--- begin Selection ---
Single by Bun B featuring David Banner, Rick Ross and 8Ball & MJG

from the album II Trill
- A-side: "That's Gangsta"
- B-side: "Pop It 4 Pimp"
- Released: July 31, 2008
- Recorded: 2008
- Genre: Hip hop
- Length: 4:36
- Label: Rap-A-Lot; Asylum; Warner Bros.;
- Songwriters: Bernard Freeman; William Roberts; Lavell Crump; Premro Smith; Marlon Goodwin; Leroy Williams;
- Producer: Mr. Lee

Bun B singles chronology
| "That's Gangsta" (2008) | "You're Everything" (2008) | "Countin' Money" (2008) |

David Banner singles chronology
| "Get Like Me" (2008) | "You're Everything" (2008) | "Shawty Say" (2008) |

Rick Ross singles chronology
| "Out Here Grindin" (2008) | "You're Everything" (2008) | "Mafia Music" (2008) |

8Ball & MJG singles chronology
| "Spit Your Game [Remix]" (2006) | "You're Everything" (2008) | "Bring It Back" (2010) |

= You're Everything =

"You're Everything" is a song by American rapper Bun B, released July 31, 2008 as the third single from his second studio album II Trill (2008). The song, produced by Mr. Lee, features fellow southern rappers Rick Ross, David Banner and 8Ball & MJG. The video was released August 6, 2008, on BET's Access Granted.
--- end Selection ---
--- begin Records shown ---
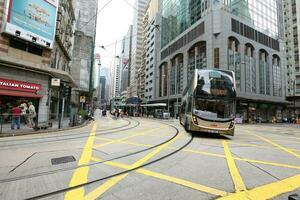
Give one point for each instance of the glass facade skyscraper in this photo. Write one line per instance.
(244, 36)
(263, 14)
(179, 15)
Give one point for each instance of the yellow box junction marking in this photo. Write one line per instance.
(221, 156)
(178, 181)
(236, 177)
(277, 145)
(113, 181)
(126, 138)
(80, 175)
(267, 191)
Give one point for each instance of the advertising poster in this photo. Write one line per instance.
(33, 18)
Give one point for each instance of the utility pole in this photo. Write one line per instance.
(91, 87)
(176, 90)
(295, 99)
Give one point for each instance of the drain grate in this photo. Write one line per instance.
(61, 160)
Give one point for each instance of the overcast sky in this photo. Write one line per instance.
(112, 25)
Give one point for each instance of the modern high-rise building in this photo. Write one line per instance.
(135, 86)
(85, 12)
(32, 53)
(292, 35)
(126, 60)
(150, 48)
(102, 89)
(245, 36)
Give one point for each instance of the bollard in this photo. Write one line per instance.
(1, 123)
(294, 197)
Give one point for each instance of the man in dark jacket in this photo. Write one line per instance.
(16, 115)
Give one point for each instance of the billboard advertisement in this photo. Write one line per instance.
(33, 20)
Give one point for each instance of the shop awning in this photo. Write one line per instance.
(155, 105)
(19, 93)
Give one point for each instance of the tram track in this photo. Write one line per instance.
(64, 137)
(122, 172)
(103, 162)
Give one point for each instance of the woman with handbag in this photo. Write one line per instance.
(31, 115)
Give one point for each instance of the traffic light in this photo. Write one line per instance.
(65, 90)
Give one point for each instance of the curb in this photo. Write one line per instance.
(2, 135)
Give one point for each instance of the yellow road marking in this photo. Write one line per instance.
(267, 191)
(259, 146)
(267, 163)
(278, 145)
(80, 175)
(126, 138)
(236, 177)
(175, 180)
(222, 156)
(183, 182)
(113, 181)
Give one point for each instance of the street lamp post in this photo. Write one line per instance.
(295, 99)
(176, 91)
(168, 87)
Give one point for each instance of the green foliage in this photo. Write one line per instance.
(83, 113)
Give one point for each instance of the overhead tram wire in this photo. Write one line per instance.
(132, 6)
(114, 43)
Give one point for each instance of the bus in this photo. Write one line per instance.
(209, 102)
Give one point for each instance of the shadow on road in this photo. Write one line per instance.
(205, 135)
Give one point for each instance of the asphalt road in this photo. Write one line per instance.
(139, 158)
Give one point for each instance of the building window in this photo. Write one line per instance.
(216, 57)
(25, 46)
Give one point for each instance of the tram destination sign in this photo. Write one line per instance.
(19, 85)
--- end Records shown ---
--- begin Records shown ---
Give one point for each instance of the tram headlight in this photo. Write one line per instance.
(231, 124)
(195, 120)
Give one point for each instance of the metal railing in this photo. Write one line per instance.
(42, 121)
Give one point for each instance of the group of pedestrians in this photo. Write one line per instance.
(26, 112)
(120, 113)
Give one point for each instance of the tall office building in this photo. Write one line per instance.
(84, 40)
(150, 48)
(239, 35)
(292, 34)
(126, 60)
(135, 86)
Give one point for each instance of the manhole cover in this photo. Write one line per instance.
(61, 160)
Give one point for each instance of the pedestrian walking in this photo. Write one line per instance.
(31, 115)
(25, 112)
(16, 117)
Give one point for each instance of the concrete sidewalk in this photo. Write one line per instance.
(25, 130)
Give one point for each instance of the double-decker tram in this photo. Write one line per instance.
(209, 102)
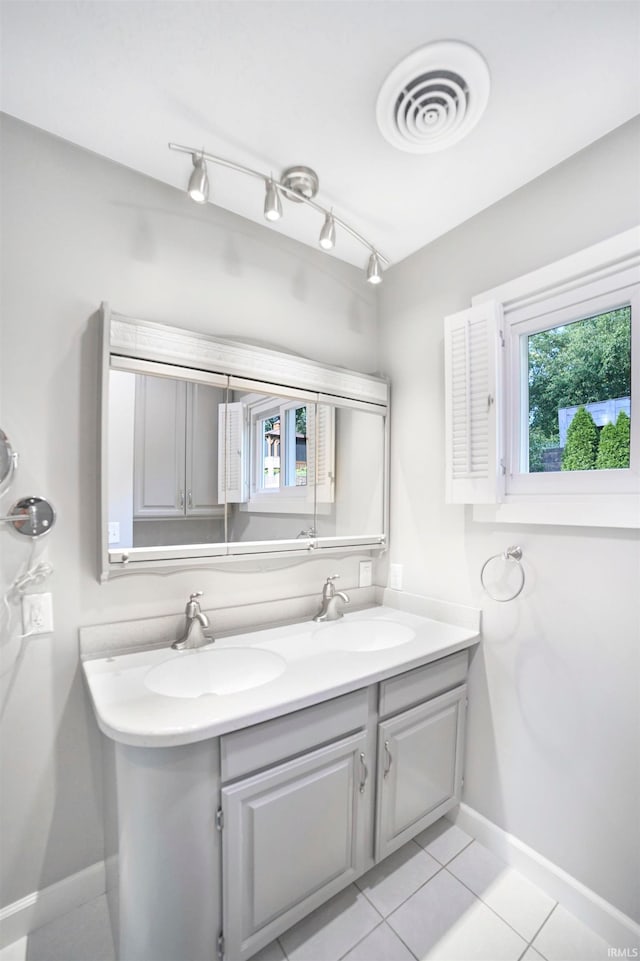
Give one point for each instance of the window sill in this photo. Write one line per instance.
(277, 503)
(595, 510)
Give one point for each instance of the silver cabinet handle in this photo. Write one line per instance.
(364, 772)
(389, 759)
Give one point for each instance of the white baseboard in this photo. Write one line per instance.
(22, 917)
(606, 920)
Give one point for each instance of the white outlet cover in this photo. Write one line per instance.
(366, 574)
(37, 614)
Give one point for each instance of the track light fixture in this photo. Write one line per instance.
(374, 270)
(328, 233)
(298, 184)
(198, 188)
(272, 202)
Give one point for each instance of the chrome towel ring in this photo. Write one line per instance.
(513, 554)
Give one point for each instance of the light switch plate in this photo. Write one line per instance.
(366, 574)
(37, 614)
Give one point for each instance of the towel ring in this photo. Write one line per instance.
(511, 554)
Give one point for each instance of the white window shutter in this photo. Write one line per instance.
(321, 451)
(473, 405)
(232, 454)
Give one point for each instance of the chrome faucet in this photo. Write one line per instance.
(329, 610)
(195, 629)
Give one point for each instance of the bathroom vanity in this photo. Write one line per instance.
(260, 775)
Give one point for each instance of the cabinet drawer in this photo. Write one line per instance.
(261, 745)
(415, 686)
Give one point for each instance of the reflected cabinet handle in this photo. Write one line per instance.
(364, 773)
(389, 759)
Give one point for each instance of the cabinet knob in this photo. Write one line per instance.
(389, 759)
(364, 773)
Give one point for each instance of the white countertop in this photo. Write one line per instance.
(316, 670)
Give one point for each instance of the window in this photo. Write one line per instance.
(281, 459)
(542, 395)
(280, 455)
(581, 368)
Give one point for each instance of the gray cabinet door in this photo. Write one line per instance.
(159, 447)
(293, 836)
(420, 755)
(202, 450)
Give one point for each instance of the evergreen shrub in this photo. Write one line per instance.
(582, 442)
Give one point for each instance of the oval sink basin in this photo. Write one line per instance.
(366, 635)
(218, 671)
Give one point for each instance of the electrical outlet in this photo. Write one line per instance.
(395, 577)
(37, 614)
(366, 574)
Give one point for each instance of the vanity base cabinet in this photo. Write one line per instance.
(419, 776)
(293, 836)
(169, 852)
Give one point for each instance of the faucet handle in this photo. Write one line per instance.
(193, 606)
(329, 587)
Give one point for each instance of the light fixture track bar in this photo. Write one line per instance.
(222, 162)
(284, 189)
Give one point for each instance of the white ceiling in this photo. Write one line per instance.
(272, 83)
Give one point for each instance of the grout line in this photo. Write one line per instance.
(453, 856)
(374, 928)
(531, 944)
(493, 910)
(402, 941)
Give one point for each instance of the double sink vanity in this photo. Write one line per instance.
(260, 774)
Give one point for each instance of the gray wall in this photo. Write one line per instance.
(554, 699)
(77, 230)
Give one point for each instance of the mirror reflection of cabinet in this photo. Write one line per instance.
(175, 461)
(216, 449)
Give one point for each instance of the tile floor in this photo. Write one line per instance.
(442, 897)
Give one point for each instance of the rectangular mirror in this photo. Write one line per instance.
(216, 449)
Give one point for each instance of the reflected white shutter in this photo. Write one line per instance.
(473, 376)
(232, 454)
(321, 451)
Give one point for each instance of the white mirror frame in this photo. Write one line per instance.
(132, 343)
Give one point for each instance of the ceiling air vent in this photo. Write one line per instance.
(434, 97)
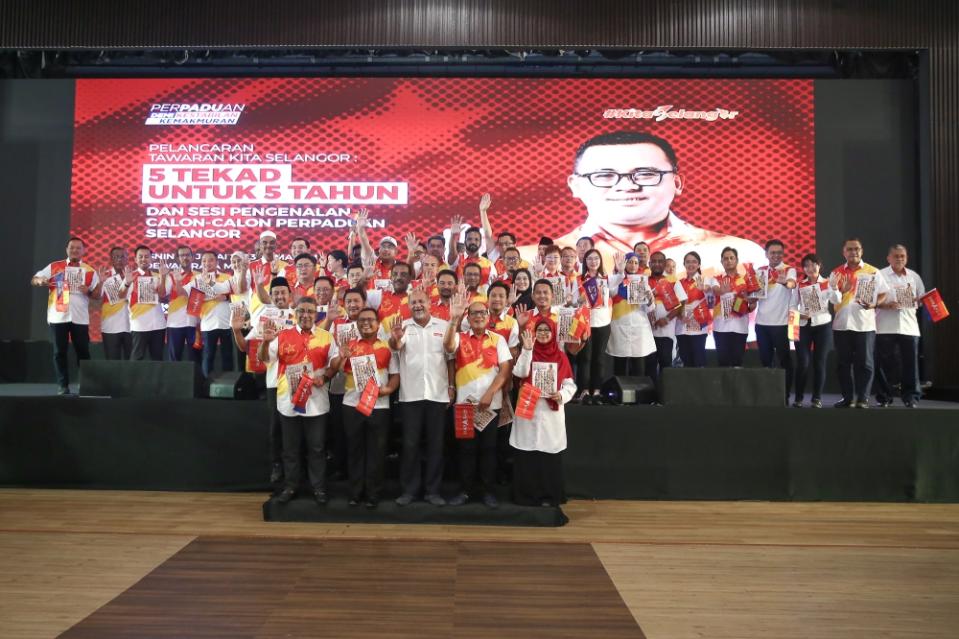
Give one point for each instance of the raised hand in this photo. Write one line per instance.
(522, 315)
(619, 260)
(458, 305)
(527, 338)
--- end Records shown ---
--- begin Records shown ---
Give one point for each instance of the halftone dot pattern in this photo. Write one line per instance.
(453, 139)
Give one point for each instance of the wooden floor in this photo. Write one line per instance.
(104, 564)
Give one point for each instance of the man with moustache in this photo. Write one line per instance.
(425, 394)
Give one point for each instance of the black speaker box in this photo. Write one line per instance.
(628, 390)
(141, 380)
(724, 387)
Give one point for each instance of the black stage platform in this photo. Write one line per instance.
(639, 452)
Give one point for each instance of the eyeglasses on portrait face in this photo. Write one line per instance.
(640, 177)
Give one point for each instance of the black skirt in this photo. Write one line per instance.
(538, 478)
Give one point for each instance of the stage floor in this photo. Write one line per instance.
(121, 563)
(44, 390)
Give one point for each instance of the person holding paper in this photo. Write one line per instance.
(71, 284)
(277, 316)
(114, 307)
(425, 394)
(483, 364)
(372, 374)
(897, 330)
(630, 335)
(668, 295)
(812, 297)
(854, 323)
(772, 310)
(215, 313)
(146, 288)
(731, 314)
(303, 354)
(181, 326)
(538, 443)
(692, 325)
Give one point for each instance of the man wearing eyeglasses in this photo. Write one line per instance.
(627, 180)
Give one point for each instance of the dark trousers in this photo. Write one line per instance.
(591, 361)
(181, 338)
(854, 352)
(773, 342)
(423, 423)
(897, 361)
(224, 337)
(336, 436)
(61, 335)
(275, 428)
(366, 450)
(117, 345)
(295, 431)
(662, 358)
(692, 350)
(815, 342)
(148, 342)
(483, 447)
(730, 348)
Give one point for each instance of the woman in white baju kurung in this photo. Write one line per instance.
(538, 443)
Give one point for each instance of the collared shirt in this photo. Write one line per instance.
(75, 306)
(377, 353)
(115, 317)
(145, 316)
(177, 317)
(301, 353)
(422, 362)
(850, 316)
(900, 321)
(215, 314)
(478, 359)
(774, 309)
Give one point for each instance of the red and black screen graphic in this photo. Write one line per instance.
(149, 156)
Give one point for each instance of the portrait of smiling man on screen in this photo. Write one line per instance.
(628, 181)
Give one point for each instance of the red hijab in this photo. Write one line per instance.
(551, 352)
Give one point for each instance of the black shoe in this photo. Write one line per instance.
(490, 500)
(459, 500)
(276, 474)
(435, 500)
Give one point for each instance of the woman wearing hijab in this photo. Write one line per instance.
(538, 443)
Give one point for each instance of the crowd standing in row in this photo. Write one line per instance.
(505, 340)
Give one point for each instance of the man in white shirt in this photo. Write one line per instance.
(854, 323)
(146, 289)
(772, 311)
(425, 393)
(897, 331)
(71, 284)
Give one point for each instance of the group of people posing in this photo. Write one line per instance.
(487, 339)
--- end Records shown ---
### Set problem
Rewrite the part of the song article starting at "David Banner singles" and ending at "BET's Access Granted.", changing "released" to "issued".

### Task output
David Banner singles chronology
| "Get Like Me" (2008) | "You're Everything" (2008) | "Shawty Say" (2008) |

Rick Ross singles chronology
| "Out Here Grindin" (2008) | "You're Everything" (2008) | "Mafia Music" (2008) |

8Ball & MJG singles chronology
| "Spit Your Game [Remix]" (2006) | "You're Everything" (2008) | "Bring It Back" (2010) |

= You're Everything =

"You're Everything" is a song by American rapper Bun B, issued July 31, 2008 as the third single from his second studio album II Trill (2008). The song, produced by Mr. Lee, features fellow southern rappers Rick Ross, David Banner and 8Ball & MJG. The video was issued August 6, 2008, on BET's Access Granted.